= WHAT YOU SHOULD DO =
Copy out every one of the items below word for word, keeping each line unchanged.

= GIVEN ENTRIES =
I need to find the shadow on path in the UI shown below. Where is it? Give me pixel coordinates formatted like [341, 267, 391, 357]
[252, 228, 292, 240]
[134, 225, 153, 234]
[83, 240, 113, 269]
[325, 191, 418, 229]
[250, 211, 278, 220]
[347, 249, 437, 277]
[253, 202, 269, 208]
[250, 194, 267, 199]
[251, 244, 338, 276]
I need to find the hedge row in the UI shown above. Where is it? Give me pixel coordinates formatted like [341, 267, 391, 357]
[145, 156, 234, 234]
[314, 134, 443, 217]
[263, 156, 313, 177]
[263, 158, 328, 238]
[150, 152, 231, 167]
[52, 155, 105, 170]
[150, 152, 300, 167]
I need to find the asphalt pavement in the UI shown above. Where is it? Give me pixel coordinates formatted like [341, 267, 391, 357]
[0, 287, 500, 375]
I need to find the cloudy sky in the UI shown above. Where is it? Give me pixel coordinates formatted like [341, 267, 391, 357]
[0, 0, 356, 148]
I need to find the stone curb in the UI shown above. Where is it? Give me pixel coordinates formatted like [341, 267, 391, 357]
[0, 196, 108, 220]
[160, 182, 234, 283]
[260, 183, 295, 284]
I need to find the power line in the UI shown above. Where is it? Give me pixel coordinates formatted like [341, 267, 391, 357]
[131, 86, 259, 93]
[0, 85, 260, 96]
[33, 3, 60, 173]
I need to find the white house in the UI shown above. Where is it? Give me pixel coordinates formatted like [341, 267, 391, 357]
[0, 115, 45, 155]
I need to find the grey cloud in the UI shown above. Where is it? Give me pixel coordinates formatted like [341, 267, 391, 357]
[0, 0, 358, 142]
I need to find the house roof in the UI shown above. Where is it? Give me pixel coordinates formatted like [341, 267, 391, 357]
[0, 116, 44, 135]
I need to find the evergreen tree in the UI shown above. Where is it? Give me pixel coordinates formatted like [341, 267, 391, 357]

= WRITTEN SOLUTION =
I need to find the shadow on path in the UI shown below. Where is it? Give me pixel coordinates formatted like [341, 267, 391, 357]
[252, 228, 292, 240]
[134, 225, 153, 234]
[83, 240, 113, 269]
[325, 191, 418, 229]
[250, 211, 278, 220]
[347, 249, 437, 277]
[253, 202, 269, 208]
[250, 194, 267, 199]
[251, 244, 338, 276]
I need to find the hedge row in the UI shown above. Where is it? Give me pixel coordinates formatted like [341, 267, 391, 357]
[145, 156, 234, 234]
[314, 134, 443, 217]
[263, 156, 313, 177]
[263, 158, 328, 238]
[150, 152, 231, 167]
[52, 155, 105, 170]
[150, 152, 300, 167]
I need to find the asphalt pavement in the UI shown above. Where is it? Give me pixel coordinates formatted like [341, 267, 391, 357]
[0, 287, 500, 375]
I need to find the cloudy sky in the UI shown above. Where is it? Give me pixel coordinates formatted like [341, 267, 391, 357]
[0, 0, 356, 148]
I need to find the stone curb in the UI shown above. Where is it? Give me pixel coordinates formatted like [341, 267, 391, 357]
[0, 196, 108, 220]
[160, 182, 234, 283]
[260, 183, 295, 284]
I need to find the power line in the UI shown above. Where is it? Give me pixel coordinates formatted like [341, 267, 391, 357]
[131, 86, 259, 93]
[0, 85, 260, 96]
[33, 3, 60, 173]
I need to find the white house in the UI shown above. Where is it? Give me pixel coordinates formatted like [341, 267, 391, 357]
[0, 115, 45, 155]
I need to find the grey cloud in the UI shown above. Where is it? Give me pixel coordinates formatted like [341, 267, 391, 357]
[0, 0, 358, 142]
I need to find the house roof in the UI shown above. Where is it? Give me pixel coordinates formatted like [341, 267, 391, 357]
[0, 116, 44, 135]
I need to find the evergreen tree in the UI shown above. Where is it? Give me pixel coordinates formatted like [341, 267, 391, 357]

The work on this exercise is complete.